Exercise goal
Scan the entries below. Return every line that includes "thickest".
==== Working data ====
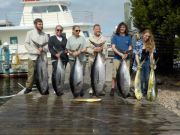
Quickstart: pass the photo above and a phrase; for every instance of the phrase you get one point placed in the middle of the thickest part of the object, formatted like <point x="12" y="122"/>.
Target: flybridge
<point x="32" y="1"/>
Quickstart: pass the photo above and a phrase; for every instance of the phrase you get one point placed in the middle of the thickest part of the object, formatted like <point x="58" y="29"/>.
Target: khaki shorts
<point x="116" y="64"/>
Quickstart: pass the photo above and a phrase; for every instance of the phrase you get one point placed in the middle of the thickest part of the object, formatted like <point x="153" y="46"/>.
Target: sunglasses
<point x="77" y="30"/>
<point x="59" y="30"/>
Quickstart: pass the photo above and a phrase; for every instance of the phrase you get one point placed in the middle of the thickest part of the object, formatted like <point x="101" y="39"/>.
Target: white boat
<point x="52" y="12"/>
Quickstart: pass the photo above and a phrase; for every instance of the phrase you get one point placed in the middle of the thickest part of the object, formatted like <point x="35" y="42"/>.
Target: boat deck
<point x="43" y="115"/>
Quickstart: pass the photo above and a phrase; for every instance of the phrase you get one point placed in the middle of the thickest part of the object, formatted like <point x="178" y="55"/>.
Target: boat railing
<point x="26" y="19"/>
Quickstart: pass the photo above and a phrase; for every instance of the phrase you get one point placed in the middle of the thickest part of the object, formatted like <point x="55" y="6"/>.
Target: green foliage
<point x="161" y="16"/>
====
Answer section
Quickstart: pass the photo above and a phrase; for every instance of the phrase you get one point placed in the middle of the thickest part of the object, formatted like <point x="12" y="122"/>.
Quickstart: pass the photo above and a phrase; for every instance of the phrase you get one point placed in the middle of the thickest part of the object, formatted like <point x="58" y="29"/>.
Quickstart: pass the photo above and a phrase; for every instance of the phrase you get one point placed in the middle of the thickest part of the object, formatted like <point x="153" y="46"/>.
Quickstart: pass the photo above and a phrase; for every instance of the phrase you get one point placed in the middle of the thickest part of the object, formatted like <point x="101" y="39"/>.
Quickstart: pass the photo above and a phrase; for every instance of the phrase you get one point placed in the middle of the thickest part of the object, formatted like <point x="35" y="42"/>.
Quickstart: pass the photo above and a phrase; for every instance of the phrase you get one point placed in the middle of the thickest part of the object, formatted like <point x="178" y="55"/>.
Quickstart: pass the photo above and a phrase; for every instance of the phrase you get one point placed in the middle of the thickest part of the object, formatted like <point x="55" y="6"/>.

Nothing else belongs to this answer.